Exercise directions ▸
Nothing but the pictures may be left out. Restate the rest of the entries word for word.

Data supplied ▸
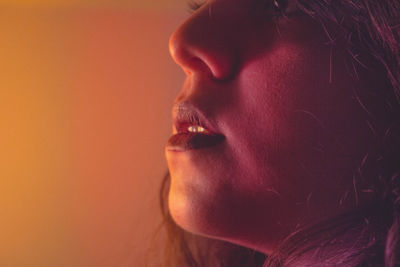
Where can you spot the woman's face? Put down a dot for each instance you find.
(283, 98)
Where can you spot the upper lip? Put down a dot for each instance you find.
(185, 114)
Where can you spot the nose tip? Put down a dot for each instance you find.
(199, 46)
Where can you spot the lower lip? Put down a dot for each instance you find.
(189, 141)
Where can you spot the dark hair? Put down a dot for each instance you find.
(371, 29)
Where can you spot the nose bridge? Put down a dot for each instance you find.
(203, 44)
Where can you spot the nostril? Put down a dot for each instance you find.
(201, 47)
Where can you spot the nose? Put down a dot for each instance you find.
(202, 44)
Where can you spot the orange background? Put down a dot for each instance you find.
(86, 91)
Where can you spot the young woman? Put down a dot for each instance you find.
(286, 135)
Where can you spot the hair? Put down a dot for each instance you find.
(371, 28)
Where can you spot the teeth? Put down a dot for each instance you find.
(196, 129)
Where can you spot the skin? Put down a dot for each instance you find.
(284, 100)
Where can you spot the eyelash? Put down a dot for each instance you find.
(277, 8)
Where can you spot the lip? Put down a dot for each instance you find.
(185, 114)
(190, 141)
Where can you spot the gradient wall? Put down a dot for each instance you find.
(85, 90)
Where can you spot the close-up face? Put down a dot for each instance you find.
(277, 95)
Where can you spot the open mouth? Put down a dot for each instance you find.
(193, 137)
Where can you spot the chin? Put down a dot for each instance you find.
(199, 214)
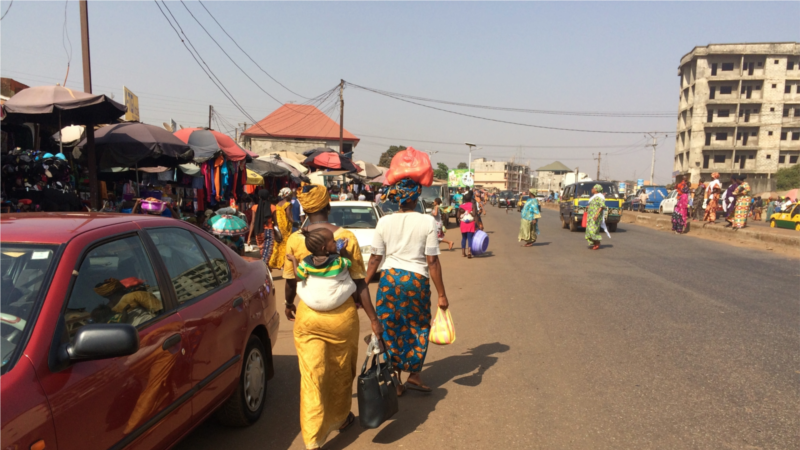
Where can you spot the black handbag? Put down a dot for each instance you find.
(377, 392)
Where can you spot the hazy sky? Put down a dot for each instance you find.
(608, 56)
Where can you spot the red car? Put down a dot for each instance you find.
(120, 331)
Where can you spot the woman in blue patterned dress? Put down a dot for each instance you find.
(407, 243)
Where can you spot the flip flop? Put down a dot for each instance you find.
(351, 419)
(416, 387)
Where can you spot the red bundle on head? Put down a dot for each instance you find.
(413, 164)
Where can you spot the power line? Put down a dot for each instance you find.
(246, 54)
(577, 130)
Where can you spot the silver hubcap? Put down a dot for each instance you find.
(254, 380)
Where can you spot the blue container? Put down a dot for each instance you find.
(480, 243)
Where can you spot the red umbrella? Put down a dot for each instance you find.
(331, 160)
(213, 141)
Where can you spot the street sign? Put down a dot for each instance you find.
(131, 104)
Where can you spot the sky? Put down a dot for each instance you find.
(573, 56)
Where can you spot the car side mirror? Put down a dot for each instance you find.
(103, 341)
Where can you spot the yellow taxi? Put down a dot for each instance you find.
(788, 219)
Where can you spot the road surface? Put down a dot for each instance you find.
(655, 341)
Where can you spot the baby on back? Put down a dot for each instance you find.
(323, 277)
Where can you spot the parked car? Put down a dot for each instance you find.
(789, 219)
(127, 331)
(361, 218)
(575, 200)
(655, 194)
(667, 205)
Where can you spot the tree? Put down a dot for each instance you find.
(386, 157)
(441, 171)
(788, 178)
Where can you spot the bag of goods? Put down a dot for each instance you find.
(410, 163)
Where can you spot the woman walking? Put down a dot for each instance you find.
(595, 217)
(466, 215)
(283, 220)
(437, 215)
(406, 242)
(529, 224)
(681, 212)
(742, 209)
(326, 341)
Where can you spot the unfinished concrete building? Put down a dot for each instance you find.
(739, 111)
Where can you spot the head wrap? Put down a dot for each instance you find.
(404, 190)
(313, 198)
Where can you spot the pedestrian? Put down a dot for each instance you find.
(326, 341)
(283, 222)
(529, 223)
(594, 219)
(466, 217)
(699, 201)
(262, 224)
(407, 243)
(742, 207)
(680, 214)
(437, 215)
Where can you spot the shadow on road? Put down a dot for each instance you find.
(466, 369)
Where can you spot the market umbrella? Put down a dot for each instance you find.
(207, 143)
(134, 144)
(227, 225)
(58, 106)
(267, 169)
(331, 160)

Answer to this problem ▸
Where can you spot the woman's face? Put down a dot for each instance you find.
(283, 98)
Where can you spot the upper lip? Put down a dot for each instance you find.
(185, 114)
Where can you spot the nose tip? Put down a dot for each instance you find.
(199, 46)
Where can you spot the lower lip? Put down a dot for each instance you find.
(189, 141)
Where can you spot the dark hair? Put down a dot for each instance you find.
(371, 29)
Where can you spot the nose bridge? Put down a dot for each instance you find.
(203, 44)
Where can you spot the nostril? Put down a dot for each instance you find.
(201, 47)
Where can you spot the nose? Put down a dot for each instance you find.
(202, 44)
Where can you spot the orange background? Put down a dot for each instance you find.
(86, 91)
Where can you spot the young woman? Put down a dot for each instance you find.
(286, 135)
Where can you spot the hair? Put down a dot for each instance you find.
(371, 28)
Where can you spot the teeth? Put down a dot for each instance you find.
(196, 129)
Where can you spot the skin? Put down a dot for each instance you find.
(284, 100)
Where can you spot the eyelash? Put down a dot for each instance you find.
(277, 8)
Where can you spot the lip? Put down a dot for each instance you find.
(185, 114)
(190, 141)
Where can you spot the gradient wall? Put down a dot for each instance you find.
(85, 90)
Where can you spot the close-up face? Put down a dot for each instance you find.
(277, 95)
Where can you spot the open mouth? Put down a dot for each instance you find.
(193, 137)
Where can you spot the chin? Put down a dot for each instance you find.
(199, 214)
Where can you spot the black handbag? Put down a dot for each instance you find.
(377, 392)
Where can you spot the hazy sky? Put down a dot for each instance you find.
(608, 56)
Where can you spot the red car? Put down a dot for each instance you find.
(120, 331)
Where can you spot the woman in blue patterned dress? Put down a dot for each instance you find.
(407, 243)
Where can you spot the flip flop? Put down a dot for each instance you find.
(351, 419)
(416, 387)
Where can you spot the red bundle on head? Put down a dot for each instance you find.
(413, 164)
Where can you spot the power line? Put down a dot for each instance you find.
(246, 54)
(577, 130)
Where can you spot the silver hubcap? Put down a dot for each instance you find.
(254, 380)
Where can you spot the blue container? Put down a dot for each instance you find.
(480, 243)
Where can you spot the red umbrella? Put down a dot for each instance you find.
(331, 160)
(213, 141)
Where can you spot the street sign? Put down a dot for each instance you find.
(131, 104)
Where can you spot the sky? Put down a dot for each instance you find.
(573, 56)
Where can you spot the car side mirror? Put down a dot for each instance you find.
(103, 341)
Where can you spot the yellow taxi? Put down a dot for each instance you find.
(788, 219)
Where can you spot the road surface? Put down a dot for each instance you find.
(655, 341)
Where can you spot the baby on back? Put down a dot for each instance you find.
(323, 277)
Where can you spot the parked car? Put down a dot for each instance you find.
(789, 219)
(127, 331)
(361, 218)
(575, 200)
(655, 194)
(667, 205)
Where can you spot the tree? Put down a dot for each instance you find.
(386, 157)
(441, 171)
(788, 178)
Where can you spot the bag of goods? Put down a dot for each instance you find.
(410, 163)
Where can you spot the woman walking? Put down a dot for each instance you find.
(595, 217)
(466, 215)
(283, 220)
(437, 215)
(406, 242)
(529, 224)
(681, 212)
(742, 209)
(326, 341)
Where can you spot the unfinished concrete building? Put down a dot for each instance you find.
(739, 111)
Where can you spot the head wrap? Put down a dot for each instance you find.
(404, 190)
(313, 198)
Where can you spot the pedestrian? Put down a dot for each instance you find.
(326, 341)
(283, 222)
(529, 223)
(594, 219)
(466, 217)
(699, 201)
(262, 224)
(407, 243)
(742, 207)
(680, 214)
(437, 215)
Where can you spot the shadow on road? Put down a dot for each instance you find.
(466, 369)
Where can you spot the market umbrella? Put down a dot for each instance you find.
(207, 143)
(134, 144)
(227, 225)
(58, 106)
(267, 169)
(331, 160)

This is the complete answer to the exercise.